Directions for this task: Starting at the line that has "Target: floodlight mast" and stopping after the line that has "Report the position of every instance of the engine", reproduce the listing below exactly; omit everything else.
● ● ● ● ● ● ●
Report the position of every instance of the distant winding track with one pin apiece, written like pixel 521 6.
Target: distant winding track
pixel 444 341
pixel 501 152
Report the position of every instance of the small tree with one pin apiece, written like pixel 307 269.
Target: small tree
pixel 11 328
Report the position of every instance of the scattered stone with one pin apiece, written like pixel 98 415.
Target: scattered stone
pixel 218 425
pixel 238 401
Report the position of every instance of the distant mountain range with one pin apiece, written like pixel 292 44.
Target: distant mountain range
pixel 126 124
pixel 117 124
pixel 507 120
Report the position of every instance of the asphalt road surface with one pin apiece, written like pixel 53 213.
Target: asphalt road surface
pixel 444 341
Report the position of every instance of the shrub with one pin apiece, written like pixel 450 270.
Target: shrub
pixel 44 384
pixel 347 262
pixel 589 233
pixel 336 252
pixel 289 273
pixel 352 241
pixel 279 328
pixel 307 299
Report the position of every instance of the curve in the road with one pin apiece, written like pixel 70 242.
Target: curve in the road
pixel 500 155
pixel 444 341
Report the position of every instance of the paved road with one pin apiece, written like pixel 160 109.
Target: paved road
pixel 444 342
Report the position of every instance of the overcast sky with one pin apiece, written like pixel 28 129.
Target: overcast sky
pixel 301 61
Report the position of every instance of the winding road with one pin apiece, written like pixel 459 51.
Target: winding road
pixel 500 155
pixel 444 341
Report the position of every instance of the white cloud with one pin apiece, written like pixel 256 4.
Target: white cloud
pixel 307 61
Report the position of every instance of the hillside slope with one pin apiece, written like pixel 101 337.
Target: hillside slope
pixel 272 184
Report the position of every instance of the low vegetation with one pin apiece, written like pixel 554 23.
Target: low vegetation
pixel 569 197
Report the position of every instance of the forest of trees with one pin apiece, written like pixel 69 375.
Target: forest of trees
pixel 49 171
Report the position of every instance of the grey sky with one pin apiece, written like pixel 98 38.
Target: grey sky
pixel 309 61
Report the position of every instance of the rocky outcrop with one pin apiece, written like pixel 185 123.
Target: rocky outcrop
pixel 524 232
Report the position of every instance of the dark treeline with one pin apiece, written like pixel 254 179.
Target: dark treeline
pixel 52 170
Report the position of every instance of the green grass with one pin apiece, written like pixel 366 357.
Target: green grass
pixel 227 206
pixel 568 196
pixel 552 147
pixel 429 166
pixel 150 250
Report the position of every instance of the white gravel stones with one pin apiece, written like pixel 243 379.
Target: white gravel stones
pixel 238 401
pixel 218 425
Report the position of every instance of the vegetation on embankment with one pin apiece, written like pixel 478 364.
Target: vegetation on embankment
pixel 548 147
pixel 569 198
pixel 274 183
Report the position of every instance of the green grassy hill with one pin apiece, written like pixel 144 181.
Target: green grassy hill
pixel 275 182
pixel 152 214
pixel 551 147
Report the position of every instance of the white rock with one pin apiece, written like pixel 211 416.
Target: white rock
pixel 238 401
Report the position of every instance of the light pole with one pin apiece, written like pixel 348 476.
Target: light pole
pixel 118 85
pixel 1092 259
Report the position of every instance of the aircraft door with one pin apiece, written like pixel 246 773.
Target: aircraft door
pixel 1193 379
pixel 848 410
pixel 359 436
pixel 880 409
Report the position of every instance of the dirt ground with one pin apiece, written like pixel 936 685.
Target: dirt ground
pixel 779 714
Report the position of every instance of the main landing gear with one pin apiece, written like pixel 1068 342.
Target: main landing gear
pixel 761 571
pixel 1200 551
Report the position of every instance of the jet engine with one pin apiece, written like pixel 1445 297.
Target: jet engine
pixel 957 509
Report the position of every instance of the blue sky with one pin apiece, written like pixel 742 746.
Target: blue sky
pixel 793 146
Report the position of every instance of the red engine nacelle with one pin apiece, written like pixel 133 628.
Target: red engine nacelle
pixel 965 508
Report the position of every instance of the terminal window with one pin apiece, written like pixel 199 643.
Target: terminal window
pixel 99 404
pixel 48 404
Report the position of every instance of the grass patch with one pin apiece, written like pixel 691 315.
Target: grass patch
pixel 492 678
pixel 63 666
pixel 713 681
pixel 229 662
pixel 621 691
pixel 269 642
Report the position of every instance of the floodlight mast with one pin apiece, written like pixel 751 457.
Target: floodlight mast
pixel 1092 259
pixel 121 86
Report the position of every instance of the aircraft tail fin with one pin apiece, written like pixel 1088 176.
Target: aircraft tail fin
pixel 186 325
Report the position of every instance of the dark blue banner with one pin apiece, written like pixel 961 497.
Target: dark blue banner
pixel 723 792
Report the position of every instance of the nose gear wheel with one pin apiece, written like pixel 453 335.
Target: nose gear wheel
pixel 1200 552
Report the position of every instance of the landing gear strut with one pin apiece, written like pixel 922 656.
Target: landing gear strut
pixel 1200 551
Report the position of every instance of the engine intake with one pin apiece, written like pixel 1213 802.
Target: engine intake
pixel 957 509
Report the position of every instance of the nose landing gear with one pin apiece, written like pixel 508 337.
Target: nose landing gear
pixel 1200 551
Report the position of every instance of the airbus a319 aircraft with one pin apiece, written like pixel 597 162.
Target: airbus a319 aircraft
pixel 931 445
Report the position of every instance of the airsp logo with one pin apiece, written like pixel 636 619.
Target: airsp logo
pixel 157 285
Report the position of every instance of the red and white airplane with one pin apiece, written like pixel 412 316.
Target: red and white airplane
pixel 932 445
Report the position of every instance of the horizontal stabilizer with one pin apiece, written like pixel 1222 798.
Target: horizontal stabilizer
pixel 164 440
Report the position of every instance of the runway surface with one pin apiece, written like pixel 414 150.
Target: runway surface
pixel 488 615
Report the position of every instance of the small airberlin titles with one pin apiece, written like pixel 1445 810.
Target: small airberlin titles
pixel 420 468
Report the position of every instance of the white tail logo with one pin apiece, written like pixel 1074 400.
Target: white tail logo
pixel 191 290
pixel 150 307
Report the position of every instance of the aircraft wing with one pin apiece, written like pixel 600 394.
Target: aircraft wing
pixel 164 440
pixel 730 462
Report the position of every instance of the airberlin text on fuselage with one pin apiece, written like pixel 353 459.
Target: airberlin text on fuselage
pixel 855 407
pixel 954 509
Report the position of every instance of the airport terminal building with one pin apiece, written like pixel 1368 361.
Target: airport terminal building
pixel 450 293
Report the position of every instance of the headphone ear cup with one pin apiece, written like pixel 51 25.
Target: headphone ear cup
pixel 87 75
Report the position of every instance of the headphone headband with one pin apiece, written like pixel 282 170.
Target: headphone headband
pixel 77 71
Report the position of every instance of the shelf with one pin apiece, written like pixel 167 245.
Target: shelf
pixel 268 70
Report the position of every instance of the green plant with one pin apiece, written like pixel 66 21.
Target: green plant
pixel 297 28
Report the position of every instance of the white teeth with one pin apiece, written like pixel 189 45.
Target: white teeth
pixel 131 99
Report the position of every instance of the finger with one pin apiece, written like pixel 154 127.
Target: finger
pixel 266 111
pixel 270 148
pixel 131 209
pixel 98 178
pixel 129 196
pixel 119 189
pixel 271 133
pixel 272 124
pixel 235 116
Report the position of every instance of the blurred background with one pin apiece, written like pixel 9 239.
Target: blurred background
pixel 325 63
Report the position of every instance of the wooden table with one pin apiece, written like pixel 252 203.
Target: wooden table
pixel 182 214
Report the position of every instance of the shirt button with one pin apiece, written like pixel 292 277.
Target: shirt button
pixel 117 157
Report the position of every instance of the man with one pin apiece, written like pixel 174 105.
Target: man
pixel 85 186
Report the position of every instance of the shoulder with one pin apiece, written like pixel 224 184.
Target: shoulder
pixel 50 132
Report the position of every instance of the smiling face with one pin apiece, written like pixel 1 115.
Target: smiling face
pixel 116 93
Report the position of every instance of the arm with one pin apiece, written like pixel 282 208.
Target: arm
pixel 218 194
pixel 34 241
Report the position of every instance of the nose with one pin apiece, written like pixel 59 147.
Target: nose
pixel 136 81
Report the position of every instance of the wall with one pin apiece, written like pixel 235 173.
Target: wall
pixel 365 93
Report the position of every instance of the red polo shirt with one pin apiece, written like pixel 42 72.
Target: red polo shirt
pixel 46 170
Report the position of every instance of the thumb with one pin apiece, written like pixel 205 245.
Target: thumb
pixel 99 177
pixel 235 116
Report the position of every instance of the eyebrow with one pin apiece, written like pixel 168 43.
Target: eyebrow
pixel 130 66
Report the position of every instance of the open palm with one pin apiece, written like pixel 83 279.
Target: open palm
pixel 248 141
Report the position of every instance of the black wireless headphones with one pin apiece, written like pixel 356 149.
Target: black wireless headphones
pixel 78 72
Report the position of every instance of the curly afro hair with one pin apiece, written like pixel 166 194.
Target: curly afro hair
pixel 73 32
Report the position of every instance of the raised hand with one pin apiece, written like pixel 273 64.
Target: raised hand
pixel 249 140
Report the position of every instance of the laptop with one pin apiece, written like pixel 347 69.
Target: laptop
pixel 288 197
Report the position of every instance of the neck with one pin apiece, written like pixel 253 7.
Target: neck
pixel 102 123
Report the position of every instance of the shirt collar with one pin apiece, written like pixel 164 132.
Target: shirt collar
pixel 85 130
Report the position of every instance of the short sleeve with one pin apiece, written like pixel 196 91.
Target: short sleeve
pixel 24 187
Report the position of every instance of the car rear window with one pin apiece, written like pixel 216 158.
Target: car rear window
● ● ● ● ● ● ●
Task answer:
Target: floodlight mast
pixel 1092 259
pixel 121 86
Report the position of every instance of the aircraft tail fin with one pin apiece, written like pixel 1088 176.
Target: aircraft tail fin
pixel 186 325
Report the position of every instance of the dark blue banner with one pin apiece, written like pixel 961 497.
Target: dark blue banner
pixel 723 792
Report the position of every instance of the nose gear wheel with one pin apiece, written like pixel 453 335.
Target: nose gear wheel
pixel 1200 552
Report the position of every instance of the landing gear strut with one pin apiece, written like pixel 922 656.
Target: landing gear strut
pixel 1200 551
Report the position of every instance of the engine intake with one pin apiece, written like pixel 1213 802.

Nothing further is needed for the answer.